### Défi A:
Recopiez intégralement le texte sur la Stratégie nationale bas carbone, sans y changer un seul mot.

### Texte du document:
# # #
Cet article fait partie d'une opération spéciale,en collaboration avec Les Shifters, une association de bénévoles qui accompagne le groupe de réflexion The Shift Project, spécialiste de la transition énergétique.


Face au réchauffement climatique, la prochaine ou le prochain président de la République devra prendre des décisions importantes. Son mandat prendra fin en 2027, trois ans avant 2030, la date à laquelle la France devra avoir réduit ses émissions de gaz à effet de serre de 40% pour respecter l'accord de Paris sur le climat.

Pour ce faire, il ou elle trouvera sur son bureau la Stratégie nationale bas carbone (SNBC), un document officiel qui décrit, secteur par secteur – transports, bâtiments, agriculture, industrie, etc. – les efforts importants à réaliser. Une feuille de route que les gouvernements successifs peinent à respecter depuis sa mise en place en 2015.
# # #
### Données affichées:
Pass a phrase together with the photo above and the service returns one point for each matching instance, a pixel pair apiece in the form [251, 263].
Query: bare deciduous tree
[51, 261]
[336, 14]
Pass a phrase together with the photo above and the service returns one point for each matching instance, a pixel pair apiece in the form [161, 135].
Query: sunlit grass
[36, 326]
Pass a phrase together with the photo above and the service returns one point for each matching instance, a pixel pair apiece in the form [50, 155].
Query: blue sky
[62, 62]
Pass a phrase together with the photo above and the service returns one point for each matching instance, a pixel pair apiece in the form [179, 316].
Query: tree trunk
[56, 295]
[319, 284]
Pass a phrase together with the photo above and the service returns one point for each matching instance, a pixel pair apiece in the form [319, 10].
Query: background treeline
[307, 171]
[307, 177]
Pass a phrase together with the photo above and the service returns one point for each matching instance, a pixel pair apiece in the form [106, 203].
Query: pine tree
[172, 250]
# # #
### Défi B:
Transcrivez en CSV à deux colonnes, intitulées requete et reponse, les enregistrements compris entre la ligne qui contient "form [106, 203]." et la fin des enregistrements, ces deux bornes incluses. Mettez une ligne par enregistrement, chaque champ entre guillemets et les retours à la ligne remplacés par des espaces.

### Corrigé A:
Cet article fait partie d'une opération spéciale,en collaboration avec Les Shifters, une association de bénévoles qui accompagne le groupe de réflexion The Shift Project, spécialiste de la transition énergétique.


Face au réchauffement climatique, la prochaine ou le prochain président de la République devra prendre des décisions importantes. Son mandat prendra fin en 2027, trois ans avant 2030, la date à laquelle la France devra avoir réduit ses émissions de gaz à effet de serre de 40% pour respecter l'accord de Paris sur le climat.

Pour ce faire, il ou elle trouvera sur son bureau la Stratégie nationale bas carbone (SNBC), un document officiel qui décrit, secteur par secteur – transports, bâtiments, agriculture, industrie, etc. – les efforts importants à réaliser. Une feuille de route que les gouvernements successifs peinent à respecter depuis sa mise en place en 2015.

### Corrigé B:
requete,reponse
"Pass a phrase together with the photo above and the service returns one point for each matching instance, a pixel pair apiece in the form [106, 203]. Query: pine tree","[172, 250]"